◆ **TASK BRIEF**: Pull out every line in the entries below that contains the word "long".

[start]

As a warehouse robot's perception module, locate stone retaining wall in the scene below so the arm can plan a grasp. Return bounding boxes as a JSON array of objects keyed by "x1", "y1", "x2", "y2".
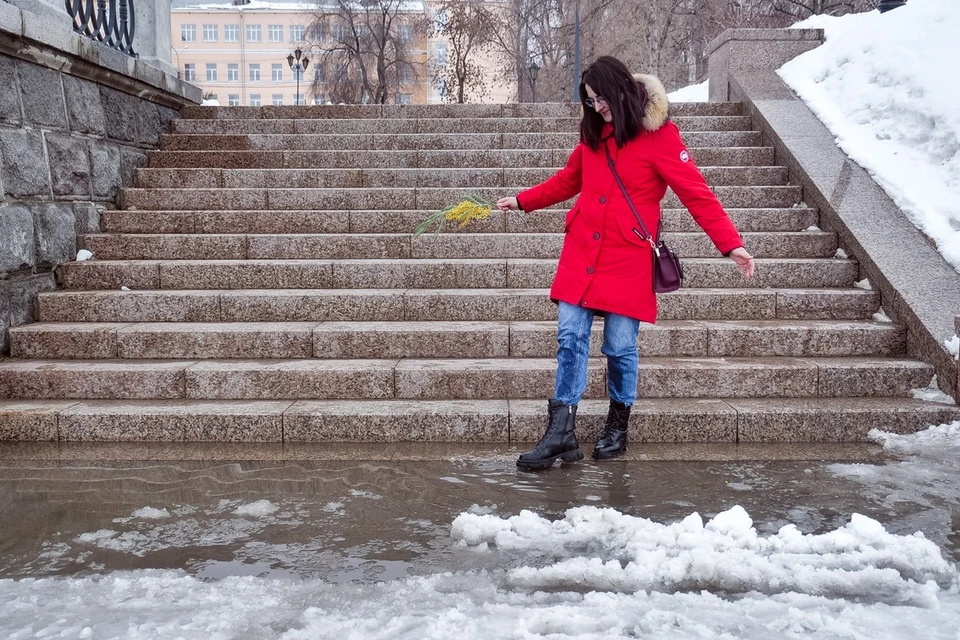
[{"x1": 0, "y1": 2, "x2": 200, "y2": 354}]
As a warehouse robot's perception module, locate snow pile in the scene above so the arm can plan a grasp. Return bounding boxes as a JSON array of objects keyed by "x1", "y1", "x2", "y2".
[
  {"x1": 828, "y1": 421, "x2": 960, "y2": 544},
  {"x1": 130, "y1": 507, "x2": 170, "y2": 520},
  {"x1": 910, "y1": 375, "x2": 956, "y2": 404},
  {"x1": 943, "y1": 335, "x2": 960, "y2": 360},
  {"x1": 867, "y1": 420, "x2": 960, "y2": 460},
  {"x1": 667, "y1": 80, "x2": 710, "y2": 102},
  {"x1": 7, "y1": 504, "x2": 960, "y2": 640},
  {"x1": 780, "y1": 0, "x2": 960, "y2": 270},
  {"x1": 451, "y1": 506, "x2": 956, "y2": 607}
]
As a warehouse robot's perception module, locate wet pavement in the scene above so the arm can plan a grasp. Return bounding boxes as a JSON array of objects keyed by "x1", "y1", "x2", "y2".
[
  {"x1": 0, "y1": 440, "x2": 960, "y2": 640},
  {"x1": 0, "y1": 445, "x2": 960, "y2": 582}
]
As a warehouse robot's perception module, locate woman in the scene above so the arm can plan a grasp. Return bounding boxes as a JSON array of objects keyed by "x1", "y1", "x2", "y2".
[{"x1": 497, "y1": 56, "x2": 754, "y2": 469}]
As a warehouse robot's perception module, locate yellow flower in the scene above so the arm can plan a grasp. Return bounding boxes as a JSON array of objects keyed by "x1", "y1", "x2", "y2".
[{"x1": 413, "y1": 196, "x2": 493, "y2": 237}]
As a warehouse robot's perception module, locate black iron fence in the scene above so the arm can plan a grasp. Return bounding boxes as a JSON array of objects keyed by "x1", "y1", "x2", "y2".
[{"x1": 64, "y1": 0, "x2": 137, "y2": 56}]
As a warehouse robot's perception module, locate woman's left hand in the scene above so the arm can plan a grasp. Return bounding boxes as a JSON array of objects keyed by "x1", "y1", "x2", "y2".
[{"x1": 730, "y1": 247, "x2": 754, "y2": 278}]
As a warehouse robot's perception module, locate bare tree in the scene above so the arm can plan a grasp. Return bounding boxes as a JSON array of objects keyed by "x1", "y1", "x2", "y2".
[
  {"x1": 432, "y1": 0, "x2": 503, "y2": 103},
  {"x1": 767, "y1": 0, "x2": 876, "y2": 19},
  {"x1": 309, "y1": 0, "x2": 427, "y2": 104}
]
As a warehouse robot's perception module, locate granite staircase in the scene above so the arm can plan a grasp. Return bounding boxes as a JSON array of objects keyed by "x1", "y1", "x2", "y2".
[{"x1": 0, "y1": 103, "x2": 956, "y2": 442}]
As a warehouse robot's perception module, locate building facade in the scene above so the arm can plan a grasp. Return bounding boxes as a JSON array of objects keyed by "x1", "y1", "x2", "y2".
[{"x1": 170, "y1": 0, "x2": 516, "y2": 106}]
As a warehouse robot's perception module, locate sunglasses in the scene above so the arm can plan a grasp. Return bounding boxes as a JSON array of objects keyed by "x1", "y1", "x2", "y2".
[{"x1": 583, "y1": 96, "x2": 610, "y2": 109}]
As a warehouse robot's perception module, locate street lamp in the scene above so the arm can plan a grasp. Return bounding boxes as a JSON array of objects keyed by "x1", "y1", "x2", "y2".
[
  {"x1": 877, "y1": 0, "x2": 907, "y2": 13},
  {"x1": 527, "y1": 62, "x2": 540, "y2": 102},
  {"x1": 287, "y1": 47, "x2": 310, "y2": 102}
]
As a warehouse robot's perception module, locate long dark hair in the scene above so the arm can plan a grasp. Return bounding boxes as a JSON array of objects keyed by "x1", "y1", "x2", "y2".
[{"x1": 580, "y1": 56, "x2": 647, "y2": 151}]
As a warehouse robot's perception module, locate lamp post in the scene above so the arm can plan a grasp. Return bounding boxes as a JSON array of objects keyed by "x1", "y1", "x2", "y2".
[
  {"x1": 527, "y1": 62, "x2": 540, "y2": 103},
  {"x1": 287, "y1": 47, "x2": 310, "y2": 102},
  {"x1": 877, "y1": 0, "x2": 907, "y2": 13},
  {"x1": 573, "y1": 0, "x2": 580, "y2": 104}
]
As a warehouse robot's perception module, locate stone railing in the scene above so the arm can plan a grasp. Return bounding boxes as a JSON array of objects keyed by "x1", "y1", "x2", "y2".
[{"x1": 0, "y1": 0, "x2": 200, "y2": 354}]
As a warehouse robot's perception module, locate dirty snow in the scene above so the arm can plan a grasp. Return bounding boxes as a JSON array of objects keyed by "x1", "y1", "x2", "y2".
[
  {"x1": 0, "y1": 504, "x2": 960, "y2": 640},
  {"x1": 667, "y1": 80, "x2": 710, "y2": 102},
  {"x1": 779, "y1": 0, "x2": 960, "y2": 270},
  {"x1": 910, "y1": 375, "x2": 956, "y2": 404},
  {"x1": 233, "y1": 500, "x2": 280, "y2": 518},
  {"x1": 943, "y1": 335, "x2": 960, "y2": 359}
]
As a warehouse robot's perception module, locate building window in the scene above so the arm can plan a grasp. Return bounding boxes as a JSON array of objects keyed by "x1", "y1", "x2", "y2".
[
  {"x1": 310, "y1": 20, "x2": 328, "y2": 42},
  {"x1": 436, "y1": 42, "x2": 450, "y2": 64}
]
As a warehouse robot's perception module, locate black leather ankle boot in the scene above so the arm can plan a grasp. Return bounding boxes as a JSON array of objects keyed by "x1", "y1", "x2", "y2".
[
  {"x1": 593, "y1": 400, "x2": 630, "y2": 460},
  {"x1": 517, "y1": 400, "x2": 583, "y2": 471}
]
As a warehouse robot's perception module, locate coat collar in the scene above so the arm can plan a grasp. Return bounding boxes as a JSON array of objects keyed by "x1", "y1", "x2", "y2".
[{"x1": 633, "y1": 73, "x2": 670, "y2": 131}]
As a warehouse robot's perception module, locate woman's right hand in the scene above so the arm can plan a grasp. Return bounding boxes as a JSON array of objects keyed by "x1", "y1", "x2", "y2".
[{"x1": 497, "y1": 198, "x2": 520, "y2": 211}]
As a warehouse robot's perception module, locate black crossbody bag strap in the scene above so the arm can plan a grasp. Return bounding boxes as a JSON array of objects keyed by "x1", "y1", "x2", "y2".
[{"x1": 602, "y1": 140, "x2": 660, "y2": 255}]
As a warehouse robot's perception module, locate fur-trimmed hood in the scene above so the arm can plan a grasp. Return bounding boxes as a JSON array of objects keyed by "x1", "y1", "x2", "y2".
[{"x1": 633, "y1": 73, "x2": 670, "y2": 131}]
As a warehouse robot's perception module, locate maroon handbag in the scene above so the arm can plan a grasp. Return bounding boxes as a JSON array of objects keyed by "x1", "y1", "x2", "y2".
[{"x1": 603, "y1": 141, "x2": 683, "y2": 293}]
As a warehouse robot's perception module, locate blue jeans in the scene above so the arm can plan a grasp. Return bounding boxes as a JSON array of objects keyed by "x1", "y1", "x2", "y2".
[{"x1": 554, "y1": 302, "x2": 640, "y2": 407}]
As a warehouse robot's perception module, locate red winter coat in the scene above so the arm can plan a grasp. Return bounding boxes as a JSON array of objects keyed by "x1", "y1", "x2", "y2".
[{"x1": 517, "y1": 76, "x2": 743, "y2": 323}]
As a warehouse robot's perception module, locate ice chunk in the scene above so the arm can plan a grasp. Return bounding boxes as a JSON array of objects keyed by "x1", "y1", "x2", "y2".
[
  {"x1": 233, "y1": 500, "x2": 280, "y2": 518},
  {"x1": 130, "y1": 507, "x2": 170, "y2": 520}
]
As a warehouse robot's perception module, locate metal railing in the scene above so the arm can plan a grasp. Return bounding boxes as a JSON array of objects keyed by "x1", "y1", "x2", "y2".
[{"x1": 64, "y1": 0, "x2": 137, "y2": 56}]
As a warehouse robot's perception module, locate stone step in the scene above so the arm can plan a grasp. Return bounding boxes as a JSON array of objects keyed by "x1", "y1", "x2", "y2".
[
  {"x1": 100, "y1": 206, "x2": 820, "y2": 234},
  {"x1": 38, "y1": 289, "x2": 880, "y2": 322},
  {"x1": 135, "y1": 164, "x2": 787, "y2": 189},
  {"x1": 180, "y1": 102, "x2": 743, "y2": 120},
  {"x1": 147, "y1": 144, "x2": 774, "y2": 169},
  {"x1": 85, "y1": 231, "x2": 837, "y2": 260},
  {"x1": 0, "y1": 398, "x2": 960, "y2": 442},
  {"x1": 10, "y1": 320, "x2": 906, "y2": 360},
  {"x1": 122, "y1": 185, "x2": 802, "y2": 211},
  {"x1": 0, "y1": 357, "x2": 933, "y2": 400},
  {"x1": 58, "y1": 258, "x2": 859, "y2": 290},
  {"x1": 171, "y1": 116, "x2": 752, "y2": 135},
  {"x1": 160, "y1": 131, "x2": 762, "y2": 151}
]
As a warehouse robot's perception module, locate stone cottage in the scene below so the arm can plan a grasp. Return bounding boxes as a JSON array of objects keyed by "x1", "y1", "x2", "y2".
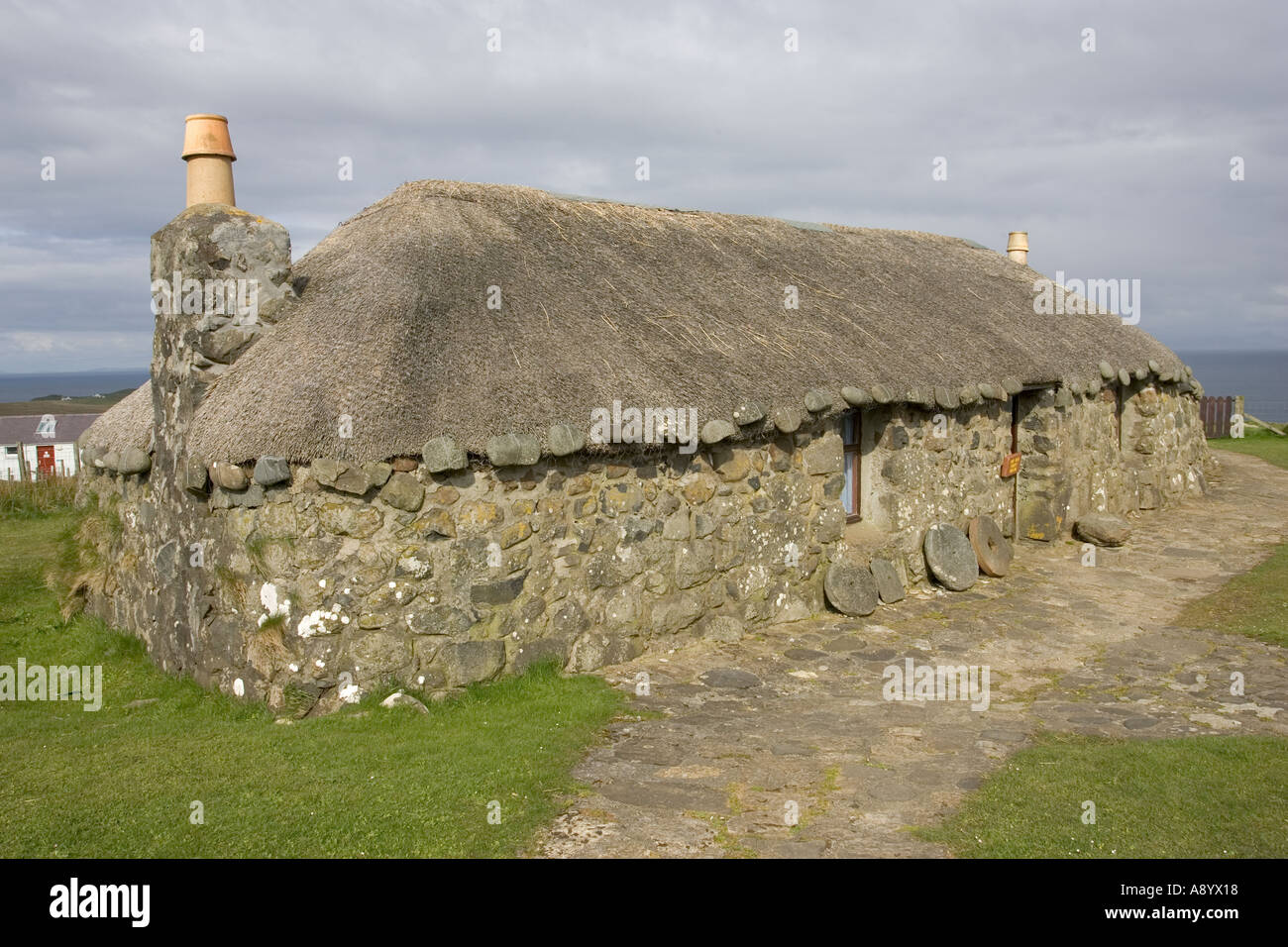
[{"x1": 75, "y1": 116, "x2": 1207, "y2": 714}]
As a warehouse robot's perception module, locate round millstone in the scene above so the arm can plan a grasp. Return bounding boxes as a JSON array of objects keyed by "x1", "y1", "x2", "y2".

[end]

◆ **FINISHED ANSWER**:
As a warehouse robot's perception module, locate long dark hair in the scene above so the arm can plan a grasp. Return bounding boxes as a JSON array of objects keyed by "x1", "y1", "x2", "y2".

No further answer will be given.